§ **Source excerpt**

Liza Maza, the General Secretary of the ILPS, argued that competing economic and geopolitical interests of global powers, especially of the US, are driving wars and militarism. Maza expounded on the importance of the Asia Pacific to US economic interests, as “the fastest growing region of the world economy, an important source of raw materials and cheap labour, and site for investment, with a [vast market from its] population of 4.7 billion people.” Meanwhile, the disputed South China Sea is also crucial to China’s maritime trade.
Maza also stressed that the US and China’s economic rivalry are expressed through military aggression in the region. The war in Ukraine is another flashpoint of rivalry between global powers, with the US and North Atlantic Treaty Organisation (NATO) on one hand, and Russia on the other.
Maza concluded: “The post-Cold War unipolar world characterised by sole US dominance is eroding. We are now in a multipolar world where there exists other centres of power, like China and Russia. But history and our current realities show that the US remains the most aggressive and plunderous imperialist country.”
The US remains the world’s top military spender with USD 877 billion expenditure in 2022, even exceeding the combined expenditure of the next top ten countries by military spending. In 2021, US arms companies accounted for more than half of the world’s total arms sales. It maintains around 750 military bases in at least 80 countries. The US also exercises its power through its post-9/11 “War on Terror” and aggressive sanctions.
Rochelle Porras, the Executive Director of EILER, focused on the plight of workers under prevailing neoliberalism in 2023. “There is a stark contrast between the growing wealth of capitalists in the US and the rest of the global North, and the historical decline in workers’ wages, especially in the global South. Neoliberal policies, such as labour flexibilisation and deregulation of wages, imposed by the IMF and World Bank for decades, have created these realities,” Porras said.

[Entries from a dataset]
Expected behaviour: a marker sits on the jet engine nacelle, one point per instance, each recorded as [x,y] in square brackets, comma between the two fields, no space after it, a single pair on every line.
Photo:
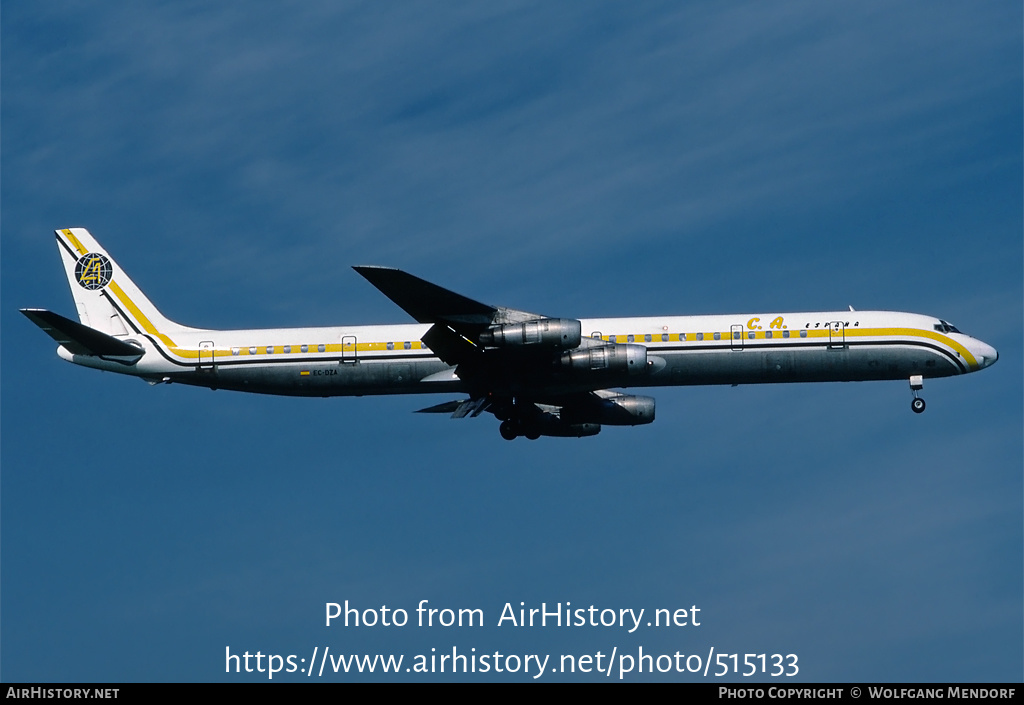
[628,359]
[621,410]
[560,333]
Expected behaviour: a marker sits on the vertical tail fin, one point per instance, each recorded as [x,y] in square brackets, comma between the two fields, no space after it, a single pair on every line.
[107,298]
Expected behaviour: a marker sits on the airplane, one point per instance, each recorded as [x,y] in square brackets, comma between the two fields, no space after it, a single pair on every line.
[538,375]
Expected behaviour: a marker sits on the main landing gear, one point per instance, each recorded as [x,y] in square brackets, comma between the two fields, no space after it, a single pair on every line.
[916,383]
[511,429]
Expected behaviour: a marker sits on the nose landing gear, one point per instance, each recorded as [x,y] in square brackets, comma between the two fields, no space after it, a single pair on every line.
[916,383]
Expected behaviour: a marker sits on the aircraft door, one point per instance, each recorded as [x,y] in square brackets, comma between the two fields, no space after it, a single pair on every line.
[348,349]
[737,337]
[837,335]
[206,357]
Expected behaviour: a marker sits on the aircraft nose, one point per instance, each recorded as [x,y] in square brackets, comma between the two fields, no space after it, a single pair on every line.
[985,354]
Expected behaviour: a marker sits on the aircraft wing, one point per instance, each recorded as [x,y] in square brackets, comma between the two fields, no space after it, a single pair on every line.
[538,374]
[457,320]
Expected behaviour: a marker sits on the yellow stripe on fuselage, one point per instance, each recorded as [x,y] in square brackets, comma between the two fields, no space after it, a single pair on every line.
[140,317]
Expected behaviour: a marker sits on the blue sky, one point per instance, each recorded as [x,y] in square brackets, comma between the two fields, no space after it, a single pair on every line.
[574,159]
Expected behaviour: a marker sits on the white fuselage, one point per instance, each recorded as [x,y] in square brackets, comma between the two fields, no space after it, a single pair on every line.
[682,350]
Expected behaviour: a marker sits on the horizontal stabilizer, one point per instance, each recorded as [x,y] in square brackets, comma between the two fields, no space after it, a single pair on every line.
[81,339]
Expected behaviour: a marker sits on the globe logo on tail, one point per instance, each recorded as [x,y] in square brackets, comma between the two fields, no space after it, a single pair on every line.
[93,271]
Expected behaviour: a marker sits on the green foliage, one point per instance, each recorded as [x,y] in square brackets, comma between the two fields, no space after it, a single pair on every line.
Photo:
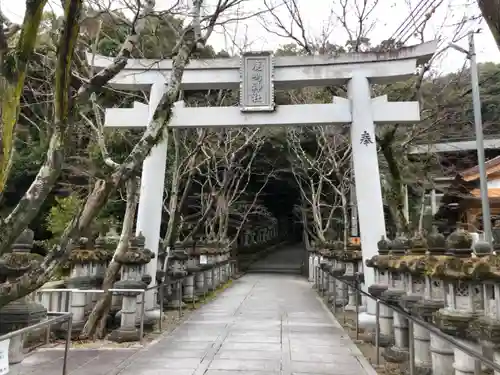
[61,213]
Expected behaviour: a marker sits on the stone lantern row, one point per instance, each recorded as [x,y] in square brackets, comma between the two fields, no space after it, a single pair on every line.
[342,262]
[261,235]
[445,282]
[196,268]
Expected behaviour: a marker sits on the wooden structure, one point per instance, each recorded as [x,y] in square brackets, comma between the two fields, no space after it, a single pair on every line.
[461,203]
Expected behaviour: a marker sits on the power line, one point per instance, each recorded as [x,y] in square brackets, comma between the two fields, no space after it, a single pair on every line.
[410,16]
[424,20]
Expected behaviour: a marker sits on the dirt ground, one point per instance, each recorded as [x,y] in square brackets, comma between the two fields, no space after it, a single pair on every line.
[348,320]
[170,321]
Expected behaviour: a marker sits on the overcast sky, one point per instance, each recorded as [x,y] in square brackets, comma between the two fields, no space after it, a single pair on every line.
[386,17]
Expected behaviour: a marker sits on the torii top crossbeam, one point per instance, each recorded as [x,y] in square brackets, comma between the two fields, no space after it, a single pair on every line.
[289,71]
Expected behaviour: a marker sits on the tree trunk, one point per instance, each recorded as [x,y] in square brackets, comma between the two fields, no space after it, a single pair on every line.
[98,315]
[490,9]
[36,277]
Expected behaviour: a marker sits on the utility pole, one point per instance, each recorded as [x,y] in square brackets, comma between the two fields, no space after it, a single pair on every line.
[478,124]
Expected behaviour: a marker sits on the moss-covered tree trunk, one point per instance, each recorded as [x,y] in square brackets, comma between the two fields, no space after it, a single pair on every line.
[96,322]
[490,9]
[36,277]
[13,69]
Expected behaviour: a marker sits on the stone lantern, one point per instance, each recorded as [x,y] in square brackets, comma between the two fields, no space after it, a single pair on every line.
[23,312]
[133,276]
[380,273]
[176,270]
[110,242]
[487,327]
[353,260]
[207,266]
[338,270]
[192,269]
[460,295]
[324,267]
[390,264]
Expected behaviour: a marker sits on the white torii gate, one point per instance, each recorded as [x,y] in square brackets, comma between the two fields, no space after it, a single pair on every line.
[257,75]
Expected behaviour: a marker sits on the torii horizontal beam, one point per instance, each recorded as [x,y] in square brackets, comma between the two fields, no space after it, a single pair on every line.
[454,146]
[338,112]
[290,71]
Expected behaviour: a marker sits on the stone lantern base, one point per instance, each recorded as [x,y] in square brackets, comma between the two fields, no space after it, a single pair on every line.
[124,334]
[16,315]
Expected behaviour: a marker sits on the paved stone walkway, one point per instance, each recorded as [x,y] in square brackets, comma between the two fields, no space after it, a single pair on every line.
[261,325]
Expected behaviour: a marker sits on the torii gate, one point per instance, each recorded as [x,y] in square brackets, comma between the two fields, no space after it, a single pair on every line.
[257,75]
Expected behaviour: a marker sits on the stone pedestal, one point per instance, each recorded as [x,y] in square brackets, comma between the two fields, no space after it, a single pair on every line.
[488,332]
[455,323]
[199,283]
[21,313]
[442,356]
[133,263]
[208,279]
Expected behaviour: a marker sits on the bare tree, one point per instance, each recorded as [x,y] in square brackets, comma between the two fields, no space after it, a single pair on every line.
[322,173]
[190,39]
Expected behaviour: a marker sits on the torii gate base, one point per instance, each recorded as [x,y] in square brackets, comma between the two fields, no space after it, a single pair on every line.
[256,75]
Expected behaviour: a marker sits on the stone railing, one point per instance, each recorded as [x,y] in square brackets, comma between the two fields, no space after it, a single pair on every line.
[448,283]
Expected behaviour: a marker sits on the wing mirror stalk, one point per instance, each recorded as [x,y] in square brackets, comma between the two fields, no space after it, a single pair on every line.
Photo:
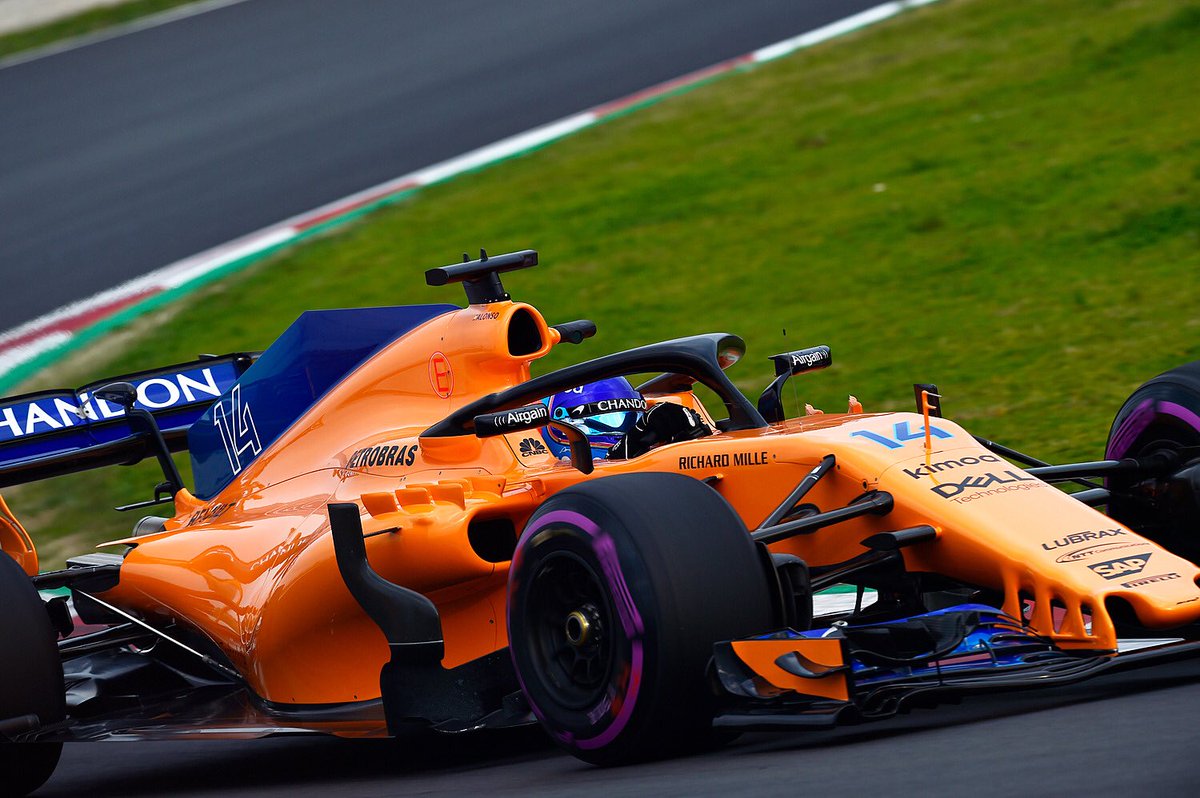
[534,417]
[789,364]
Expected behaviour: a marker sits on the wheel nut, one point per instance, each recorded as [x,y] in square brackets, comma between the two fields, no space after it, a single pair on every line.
[579,628]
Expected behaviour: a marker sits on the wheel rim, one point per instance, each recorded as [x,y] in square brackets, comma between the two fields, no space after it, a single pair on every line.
[573,647]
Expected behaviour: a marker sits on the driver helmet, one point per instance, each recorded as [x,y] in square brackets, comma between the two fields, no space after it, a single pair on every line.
[604,411]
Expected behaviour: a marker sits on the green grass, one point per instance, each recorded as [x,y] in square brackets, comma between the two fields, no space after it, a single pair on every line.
[88,22]
[999,197]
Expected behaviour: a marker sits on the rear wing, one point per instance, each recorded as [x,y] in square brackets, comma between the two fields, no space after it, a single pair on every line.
[57,432]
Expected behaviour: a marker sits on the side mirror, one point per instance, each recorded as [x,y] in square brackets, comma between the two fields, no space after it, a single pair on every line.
[533,417]
[787,364]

§ **Exercise task**
Pick up the article on global power rivalry and workers' wages right after its last sentence and keep it going for another paragraph or two.

§ **Reply**
Porras also highlighted the importance of strikes and actions to realise demands for economic and democratic rights. “By unionising, workers are able to realise their collective power to defend and fight for their rights to living wages and better working conditions,” she said. Unionisation, strikes, and people’s actions have expanded across the world, with estimates showing at least 12,500 protest events in 148 countries against high energy and food prices in 2022.
The forum also called for support for the workers’ strike at a Nestlé-owned Wyeth Nutrition factory in Canlubang, Laguna province, southern Luzon region, as 145 workers were suddenly laid off by the corporation. The striking workers were members of the Wyeth Philippines Progressive Workers Union.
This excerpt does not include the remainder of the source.